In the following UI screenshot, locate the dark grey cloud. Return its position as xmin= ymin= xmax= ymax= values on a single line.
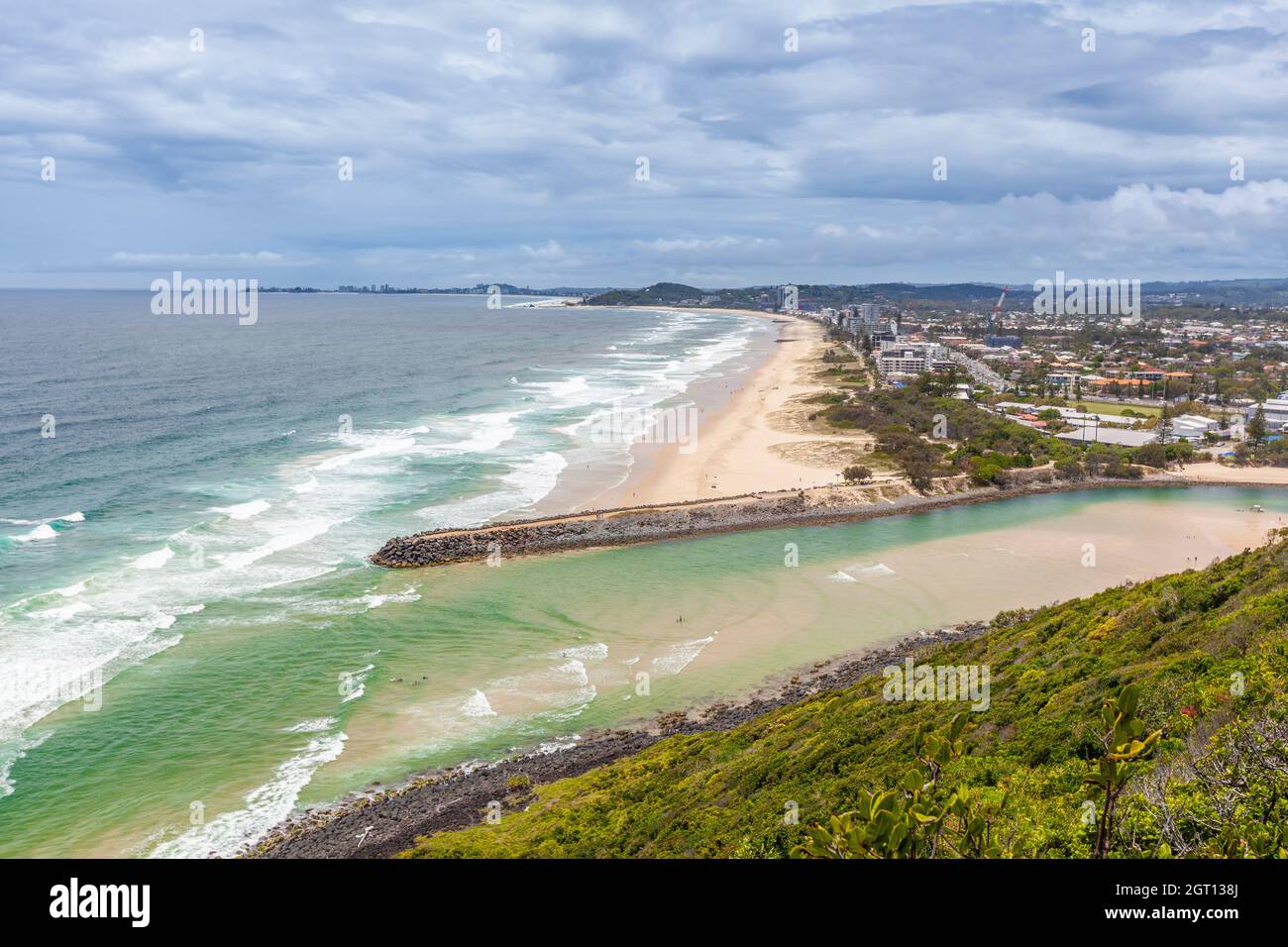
xmin=0 ymin=0 xmax=1288 ymax=286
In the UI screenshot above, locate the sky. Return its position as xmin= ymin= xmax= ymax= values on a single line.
xmin=0 ymin=0 xmax=1288 ymax=290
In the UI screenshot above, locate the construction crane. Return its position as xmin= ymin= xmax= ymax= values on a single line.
xmin=984 ymin=286 xmax=1012 ymax=342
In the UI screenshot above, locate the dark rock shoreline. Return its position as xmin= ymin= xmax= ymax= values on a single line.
xmin=254 ymin=622 xmax=989 ymax=858
xmin=371 ymin=471 xmax=1189 ymax=569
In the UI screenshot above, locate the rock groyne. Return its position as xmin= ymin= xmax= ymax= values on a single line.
xmin=371 ymin=472 xmax=1186 ymax=569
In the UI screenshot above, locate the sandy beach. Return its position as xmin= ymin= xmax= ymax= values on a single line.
xmin=584 ymin=310 xmax=870 ymax=509
xmin=1169 ymin=462 xmax=1288 ymax=487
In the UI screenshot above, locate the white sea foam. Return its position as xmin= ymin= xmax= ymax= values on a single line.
xmin=132 ymin=546 xmax=174 ymax=570
xmin=9 ymin=523 xmax=58 ymax=543
xmin=282 ymin=716 xmax=336 ymax=733
xmin=340 ymin=665 xmax=376 ymax=703
xmin=31 ymin=601 xmax=91 ymax=621
xmin=150 ymin=720 xmax=348 ymax=858
xmin=653 ymin=638 xmax=715 ymax=676
xmin=833 ymin=562 xmax=897 ymax=582
xmin=219 ymin=519 xmax=335 ymax=569
xmin=215 ymin=500 xmax=273 ymax=519
xmin=551 ymin=642 xmax=608 ymax=661
xmin=461 ymin=688 xmax=496 ymax=716
xmin=360 ymin=585 xmax=420 ymax=611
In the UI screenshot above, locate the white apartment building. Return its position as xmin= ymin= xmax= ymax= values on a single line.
xmin=876 ymin=339 xmax=953 ymax=376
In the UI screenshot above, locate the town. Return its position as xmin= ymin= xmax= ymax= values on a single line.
xmin=780 ymin=287 xmax=1288 ymax=466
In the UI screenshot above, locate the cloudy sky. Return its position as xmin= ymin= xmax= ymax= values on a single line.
xmin=0 ymin=0 xmax=1288 ymax=288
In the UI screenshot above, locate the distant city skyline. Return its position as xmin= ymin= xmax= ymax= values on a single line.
xmin=0 ymin=0 xmax=1288 ymax=288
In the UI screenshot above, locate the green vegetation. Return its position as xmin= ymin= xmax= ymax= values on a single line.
xmin=406 ymin=536 xmax=1288 ymax=858
xmin=587 ymin=282 xmax=703 ymax=305
xmin=814 ymin=374 xmax=1141 ymax=492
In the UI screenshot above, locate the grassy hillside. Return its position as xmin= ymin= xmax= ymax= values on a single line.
xmin=406 ymin=539 xmax=1288 ymax=857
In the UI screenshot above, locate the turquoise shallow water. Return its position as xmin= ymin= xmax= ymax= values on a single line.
xmin=0 ymin=294 xmax=1288 ymax=856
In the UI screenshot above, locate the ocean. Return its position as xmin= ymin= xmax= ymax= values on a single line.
xmin=0 ymin=291 xmax=1288 ymax=857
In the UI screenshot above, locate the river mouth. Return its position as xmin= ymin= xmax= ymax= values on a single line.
xmin=0 ymin=487 xmax=1288 ymax=856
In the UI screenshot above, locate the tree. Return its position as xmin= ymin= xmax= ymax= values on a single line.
xmin=1136 ymin=443 xmax=1167 ymax=468
xmin=1087 ymin=684 xmax=1163 ymax=858
xmin=793 ymin=714 xmax=1006 ymax=858
xmin=1245 ymin=404 xmax=1266 ymax=447
xmin=1156 ymin=402 xmax=1172 ymax=445
xmin=841 ymin=464 xmax=872 ymax=483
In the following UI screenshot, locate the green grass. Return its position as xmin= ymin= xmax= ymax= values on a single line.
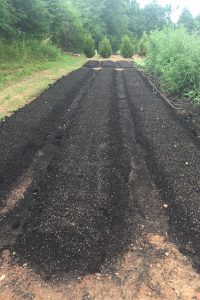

==========

### [PROBLEM TO WORK ON]
Render everything from the start of the data down to the line containing "xmin=984 ymin=286 xmax=1012 ymax=342", inclusive, as a Markdown table with the columns Row and Data line, numbering each row, omitting blank lines, and leaving the pictures out.

### [REPLY]
| Row | Data line |
|---|---|
| 1 | In the following UI screenshot, locate the dark grey cloud. Return its position as xmin= ymin= xmax= ymax= values on a single line. |
| 2 | xmin=0 ymin=0 xmax=1288 ymax=286 |
| 3 | In the UI screenshot above, locate the sky. Return its position as xmin= ymin= xmax= ymax= values on a single line. |
| 4 | xmin=0 ymin=0 xmax=1288 ymax=290 |
| 5 | In the UI screenshot above, locate the construction crane. Return its position as xmin= ymin= xmax= ymax= values on a single line. |
| 6 | xmin=984 ymin=286 xmax=1012 ymax=342 |